** INFORMATION SHOWN **
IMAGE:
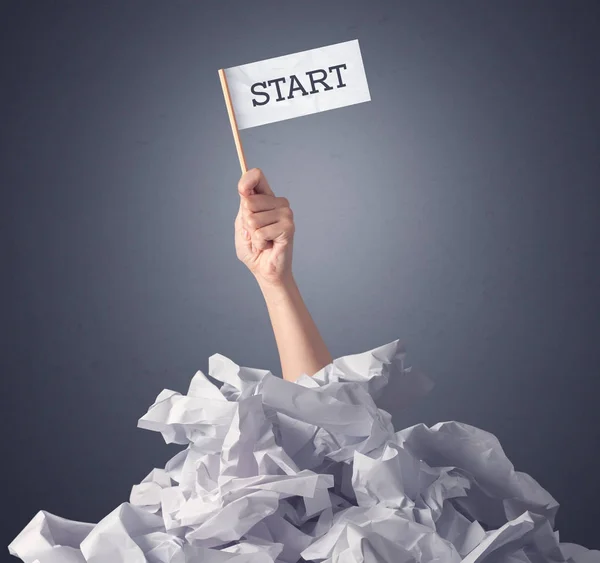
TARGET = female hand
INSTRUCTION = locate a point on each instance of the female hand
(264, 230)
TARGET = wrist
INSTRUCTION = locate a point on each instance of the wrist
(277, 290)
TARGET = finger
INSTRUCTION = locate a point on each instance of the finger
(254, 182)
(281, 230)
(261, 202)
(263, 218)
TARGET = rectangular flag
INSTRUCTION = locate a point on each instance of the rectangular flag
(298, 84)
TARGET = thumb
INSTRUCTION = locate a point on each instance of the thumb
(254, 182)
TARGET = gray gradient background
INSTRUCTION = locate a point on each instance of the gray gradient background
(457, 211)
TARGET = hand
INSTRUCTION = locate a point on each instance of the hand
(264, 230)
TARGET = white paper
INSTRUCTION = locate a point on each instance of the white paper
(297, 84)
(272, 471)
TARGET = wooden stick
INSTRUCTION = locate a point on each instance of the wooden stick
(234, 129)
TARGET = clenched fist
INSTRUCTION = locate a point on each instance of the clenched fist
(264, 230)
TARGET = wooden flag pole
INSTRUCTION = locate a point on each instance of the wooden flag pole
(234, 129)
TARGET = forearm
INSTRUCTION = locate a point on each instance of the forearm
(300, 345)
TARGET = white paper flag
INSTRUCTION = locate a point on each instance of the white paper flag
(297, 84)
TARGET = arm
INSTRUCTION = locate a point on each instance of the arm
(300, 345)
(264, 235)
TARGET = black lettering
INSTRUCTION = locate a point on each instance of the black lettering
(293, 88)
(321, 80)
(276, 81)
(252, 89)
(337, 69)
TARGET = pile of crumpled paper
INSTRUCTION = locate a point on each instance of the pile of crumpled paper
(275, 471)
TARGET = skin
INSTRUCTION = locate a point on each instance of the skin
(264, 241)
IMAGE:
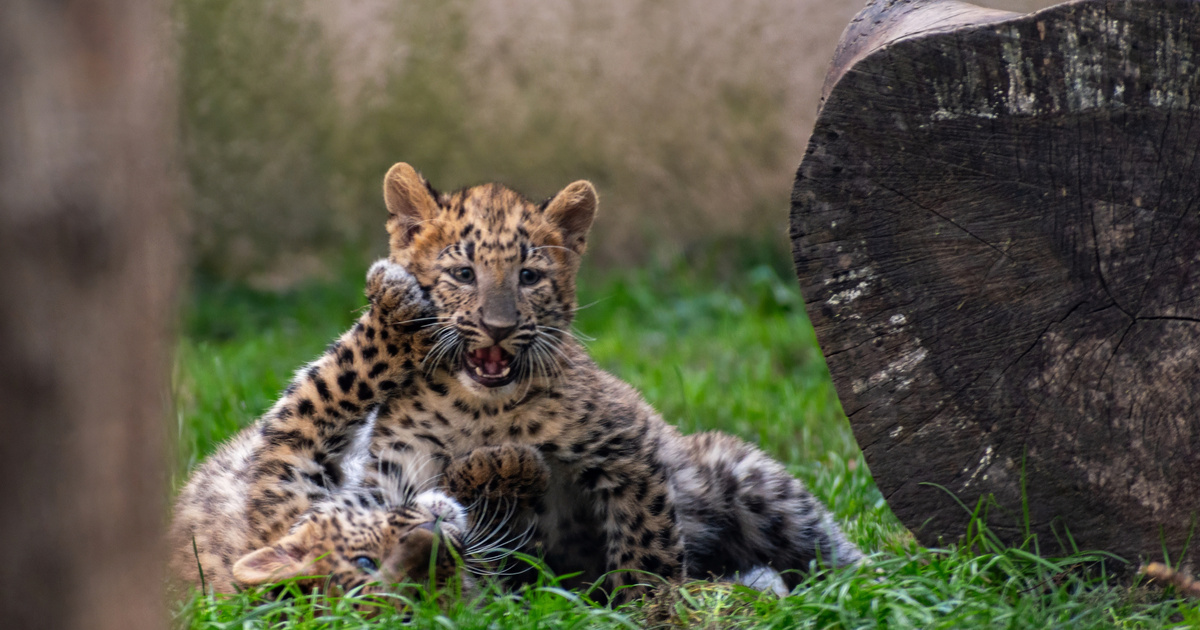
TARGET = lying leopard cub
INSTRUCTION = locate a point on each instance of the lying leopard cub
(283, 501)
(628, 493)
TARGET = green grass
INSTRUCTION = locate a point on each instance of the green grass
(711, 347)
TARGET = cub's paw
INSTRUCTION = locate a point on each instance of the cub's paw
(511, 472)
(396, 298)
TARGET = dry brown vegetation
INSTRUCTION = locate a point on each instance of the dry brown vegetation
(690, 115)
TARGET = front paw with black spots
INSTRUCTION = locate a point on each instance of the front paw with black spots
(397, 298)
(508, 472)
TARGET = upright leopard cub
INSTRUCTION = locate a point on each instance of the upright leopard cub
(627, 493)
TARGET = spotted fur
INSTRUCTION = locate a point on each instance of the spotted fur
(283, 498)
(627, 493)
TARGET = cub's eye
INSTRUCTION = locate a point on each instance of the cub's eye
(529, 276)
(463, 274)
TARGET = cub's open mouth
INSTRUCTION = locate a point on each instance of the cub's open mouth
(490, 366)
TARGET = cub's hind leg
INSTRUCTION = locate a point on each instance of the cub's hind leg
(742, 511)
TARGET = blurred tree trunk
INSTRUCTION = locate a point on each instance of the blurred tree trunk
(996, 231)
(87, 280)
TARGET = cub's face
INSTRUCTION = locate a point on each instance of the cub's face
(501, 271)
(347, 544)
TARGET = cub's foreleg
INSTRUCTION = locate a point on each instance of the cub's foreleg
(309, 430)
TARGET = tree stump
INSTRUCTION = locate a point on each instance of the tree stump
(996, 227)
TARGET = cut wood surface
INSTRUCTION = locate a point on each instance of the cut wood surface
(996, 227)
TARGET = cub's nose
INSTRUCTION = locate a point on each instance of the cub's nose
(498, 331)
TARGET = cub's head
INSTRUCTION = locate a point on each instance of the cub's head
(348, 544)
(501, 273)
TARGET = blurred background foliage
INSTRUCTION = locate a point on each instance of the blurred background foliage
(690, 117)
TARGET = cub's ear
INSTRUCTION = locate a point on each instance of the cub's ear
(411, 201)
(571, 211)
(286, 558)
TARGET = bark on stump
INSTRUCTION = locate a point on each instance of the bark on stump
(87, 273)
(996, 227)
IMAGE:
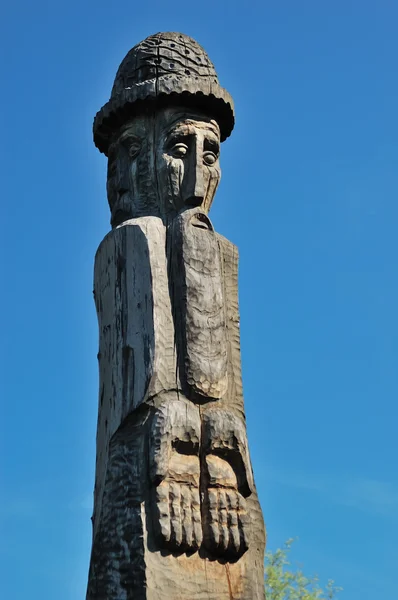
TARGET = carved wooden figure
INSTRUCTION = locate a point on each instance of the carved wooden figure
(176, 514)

** EXERCISE DIRECTIONS **
The material above holds pictures; copy everything else in it exactly.

** RESULT OF THIS TASK **
IMAGE:
TARGET = female hand
INSTRUCTION = locate a point on each instance of the female hand
(264, 230)
TARGET = wrist
INSTRUCTION = locate a point on each instance of the wrist
(277, 290)
TARGET = finger
INSTRUCTION = locate a point on each instance of the finger
(254, 182)
(281, 230)
(261, 202)
(263, 218)
TARGET = rectangular flag
INSTRUCTION = locate a point on each instance of the rectangular flag
(298, 84)
TARGET = thumb
INSTRUCTION = locate a point on each instance of the thumb
(254, 182)
TARGET = gray gradient background
INSTRUCTION = locate a point on each instance of the gray gradient background
(457, 211)
TARGET = hand
INSTRUCTION = locate a point on each instance of the hand
(264, 230)
TARGET = white paper
INSTRUCTION = locate a point on each instance of the white paper
(297, 84)
(272, 471)
TARGET = wooden stick
INSTRUCTION = locate a point on each instance of the wooden stick
(234, 129)
TARGET = clenched fist
INSTRUCTION = locate a point on each instance of the clenched fist
(264, 230)
TARGET = wooden flag pole
INSTRUCTION = locate a point on each instance of the wooden flag pole
(234, 129)
TARGET = forearm
INSTRUCTION = locate a point on each instance of the forearm
(300, 345)
TARGET = white paper flag
INSTRUCTION = locate a point on each instance of the white paper flag
(297, 84)
TARGET = arm
INSTRUCTION = locate a point on each instance of the arm
(300, 345)
(264, 235)
TARGET = black lettering
INSTRUCTION = locate a point on each instance of the black lettering
(293, 88)
(321, 80)
(276, 81)
(252, 89)
(337, 69)
TARGET = pile of crumpled paper
INSTRUCTION = locate a point on each instance of the pile of crumpled paper
(275, 471)
TARGET = skin
INSTRUCTION = locate a point on each instance of the skin
(264, 241)
IMAGE:
TARGET = lying leopard cub
INSTRUCTION = locate a point on each instance of the lying leopard cub
(283, 501)
(628, 493)
TARGET = green grass
INSTRUCTION = locate a point on each instance of the green grass
(711, 347)
TARGET = cub's paw
INSTRUCTION = locate a point on each instance of the cub's paw
(511, 472)
(396, 298)
TARGET = dry brown vegetation
INSTRUCTION = locate a point on each instance of the dry brown vegetation
(690, 115)
TARGET = front paw with black spots
INSTRUCTION = locate a point on each instance of the front paw with black spots
(397, 298)
(508, 472)
TARGET = upright leopard cub
INSTRUCTION = locate a point on each instance of the upright leopard cub
(627, 493)
TARGET = spotted fur
INSTRUCTION = locate a point on each instance of the spotted fur
(283, 498)
(627, 493)
TARGET = cub's eye
INSTRUCTION = locate a point on each instance of the cub's eye
(529, 276)
(463, 274)
TARGET = cub's open mouth
INSTRUCTION = locate a point on each instance of the cub's open mouth
(490, 366)
TARGET = cub's hind leg
INSTRUCTION = locate a point on each instance of the cub's hind leg
(742, 511)
TARGET = blurred tree trunk
INSTRUCTION = locate a point on each instance of the blurred tree trunk
(996, 231)
(87, 280)
TARGET = cub's face
INSTRUCTION = locate a point on each instance of the cub's face
(501, 271)
(347, 544)
TARGET = cub's foreleg
INSTRUCTION = locate a point on each instance of the cub's foreleg
(309, 430)
TARGET = tree stump
INSTRUCTION = locate a point on each instance of the tree stump
(996, 227)
TARGET = cut wood surface
INSTRUCTION = locate a point on each instance of the cut wood surface
(996, 227)
TARGET = cub's nose
INSTRUCTION = locate a point on each instance of the cub's nose
(498, 331)
TARGET = cub's head
INSTRUCTION = locate a point on each instance of the cub's head
(348, 544)
(501, 273)
TARGET = blurred background foliage
INSTRUCTION = locate a point on each instance of the blurred background foliage
(690, 117)
TARGET = cub's ear
INSTRUCTION = locate a point on each instance of the cub's ear
(411, 201)
(571, 211)
(286, 558)
TARGET = bark on stump
INSTRUCTION = locate a point on each instance of the bark on stump
(87, 273)
(996, 227)
IMAGE:
TARGET = carved wooden figure
INSTRUCTION = locate a point on each instance of the carved wooden figure
(176, 514)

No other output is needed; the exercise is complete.